Set exercise
Repeat every line below exactly, word for word.

-----

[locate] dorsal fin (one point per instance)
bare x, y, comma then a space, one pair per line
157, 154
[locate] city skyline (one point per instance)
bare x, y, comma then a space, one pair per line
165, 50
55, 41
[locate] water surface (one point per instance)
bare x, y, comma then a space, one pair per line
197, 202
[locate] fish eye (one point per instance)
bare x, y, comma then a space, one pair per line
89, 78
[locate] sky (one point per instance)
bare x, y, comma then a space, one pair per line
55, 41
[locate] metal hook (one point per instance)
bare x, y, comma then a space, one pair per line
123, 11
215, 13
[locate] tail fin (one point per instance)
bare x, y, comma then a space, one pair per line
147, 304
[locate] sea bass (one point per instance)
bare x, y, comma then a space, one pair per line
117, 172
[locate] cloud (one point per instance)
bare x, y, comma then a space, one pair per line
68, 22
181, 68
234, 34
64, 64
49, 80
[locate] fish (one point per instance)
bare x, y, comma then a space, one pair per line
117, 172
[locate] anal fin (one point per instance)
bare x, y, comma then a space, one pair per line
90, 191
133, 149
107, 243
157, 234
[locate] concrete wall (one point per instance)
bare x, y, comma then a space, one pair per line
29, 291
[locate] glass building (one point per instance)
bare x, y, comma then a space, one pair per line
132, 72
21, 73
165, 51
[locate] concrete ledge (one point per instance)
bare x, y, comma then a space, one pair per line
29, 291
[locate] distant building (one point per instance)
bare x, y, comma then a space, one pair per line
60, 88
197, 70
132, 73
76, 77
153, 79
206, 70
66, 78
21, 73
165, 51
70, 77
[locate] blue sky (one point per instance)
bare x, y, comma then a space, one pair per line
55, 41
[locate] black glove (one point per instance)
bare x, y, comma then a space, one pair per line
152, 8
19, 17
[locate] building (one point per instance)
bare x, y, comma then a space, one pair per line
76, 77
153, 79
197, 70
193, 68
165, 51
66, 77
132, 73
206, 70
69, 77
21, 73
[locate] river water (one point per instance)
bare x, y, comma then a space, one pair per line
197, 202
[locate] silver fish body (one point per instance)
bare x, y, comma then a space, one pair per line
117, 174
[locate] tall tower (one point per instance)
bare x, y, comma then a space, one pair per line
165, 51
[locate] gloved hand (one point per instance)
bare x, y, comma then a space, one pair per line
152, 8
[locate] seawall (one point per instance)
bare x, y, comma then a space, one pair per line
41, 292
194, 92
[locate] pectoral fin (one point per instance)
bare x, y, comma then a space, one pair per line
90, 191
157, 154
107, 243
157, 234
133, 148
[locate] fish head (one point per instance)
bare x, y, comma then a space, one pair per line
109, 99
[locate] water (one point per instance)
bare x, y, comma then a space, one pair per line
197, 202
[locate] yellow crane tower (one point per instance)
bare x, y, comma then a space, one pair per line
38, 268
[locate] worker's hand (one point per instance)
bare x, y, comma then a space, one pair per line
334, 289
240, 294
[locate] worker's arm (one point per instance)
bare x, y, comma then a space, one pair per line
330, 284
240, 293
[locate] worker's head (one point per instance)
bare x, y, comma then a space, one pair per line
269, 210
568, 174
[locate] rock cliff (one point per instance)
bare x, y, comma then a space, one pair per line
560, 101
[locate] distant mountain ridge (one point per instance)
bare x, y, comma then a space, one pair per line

-----

Right answer
[locate] dorsal fin (one point per instance)
bare x, y, comma then a space, one pair per line
157, 154
[locate] city skyline (one point per instance)
bare x, y, comma then a space, one pair per line
165, 50
55, 41
[locate] water surface (one point per instance)
bare x, y, comma then a space, one pair per line
197, 202
[locate] fish eye (one point per instance)
bare x, y, comma then a space, one pair per line
89, 78
[locate] sky (one point per instance)
bare x, y, comma then a space, one pair per line
55, 41
[locate] metal hook (one point per instance)
bare x, y, comma then a space, one pair per line
123, 11
215, 13
[locate] tail fin (one point per instance)
bare x, y, comma then a space, one pair per line
147, 304
[locate] sea bass (one point per instance)
bare x, y, comma then a space, one pair per line
117, 172
[locate] cloud (one point per instance)
bare x, y, comma then a space, one pair per line
68, 22
181, 68
234, 34
64, 64
49, 80
[locate] fish (one point per instance)
bare x, y, comma then a space, one pair per line
117, 172
[locate] anal fin (one point per instance)
bare x, y, comma then a space, one pair per line
90, 191
133, 149
107, 243
157, 234
[locate] concrete wall (one point per instance)
bare x, y, comma then a space, one pair per line
29, 291
[locate] glass building (one point per instance)
bare x, y, comma then a space, one pair per line
132, 72
21, 73
165, 51
[locate] concrete ledge (one point per instance)
bare x, y, comma then a space, one pair per line
29, 291
[locate] distant building (one point per instance)
bare x, y, comma then a space, one pair per line
60, 88
197, 70
132, 73
76, 77
153, 79
206, 70
66, 78
21, 73
165, 51
70, 77
[locate] blue sky (one point per instance)
bare x, y, comma then a space, one pair per line
55, 41
[locate] black glove (one point per instance)
bare x, y, comma then a space, one pair per line
152, 8
19, 17
[locate] building (one point per instance)
bare x, y, comma then a space, one pair per line
76, 77
153, 79
197, 70
193, 68
165, 51
66, 77
132, 73
206, 70
69, 77
21, 73
[locate] river water (one point per instance)
bare x, y, comma then a space, one pair per line
197, 202
[locate] silver fish body (one point per instance)
bare x, y, comma then a space, one pair per line
117, 174
[locate] tall tower (one point per instance)
bare x, y, comma then a space, one pair per line
165, 51
[locate] gloved hand (one point per instance)
bare x, y, comma then a space, one pair per line
152, 8
[locate] seawall (one point per instance)
bare x, y, comma then a space, one pair per line
41, 292
194, 92
[locate] pectoral fin (one point per instance)
bare x, y, comma then a space, one pair per line
90, 191
157, 154
107, 243
157, 234
133, 148
[locate] fish head (one point per instance)
bare x, y, comma then a space, one pair per line
109, 99
[locate] water (one point per instance)
bare x, y, comma then a space, one pair per line
197, 202
[locate] yellow crane tower (one point per instance)
bare x, y, comma then a space, one pair per line
38, 268
[locate] worker's hand (one point per instance)
bare x, y, comma then a space, one pair per line
334, 289
240, 294
[locate] worker's arm (one point per instance)
bare x, y, comma then a space, one pair per line
330, 284
240, 293
[locate] worker's head (one point per instance)
bare x, y, comma then a space, one pair per line
269, 210
568, 174
[locate] rock cliff (one point per instance)
bare x, y, comma then a space, one pair per line
560, 101
[locate] distant mountain ridge (one point per instance)
bare x, y, comma then a space, one pair per line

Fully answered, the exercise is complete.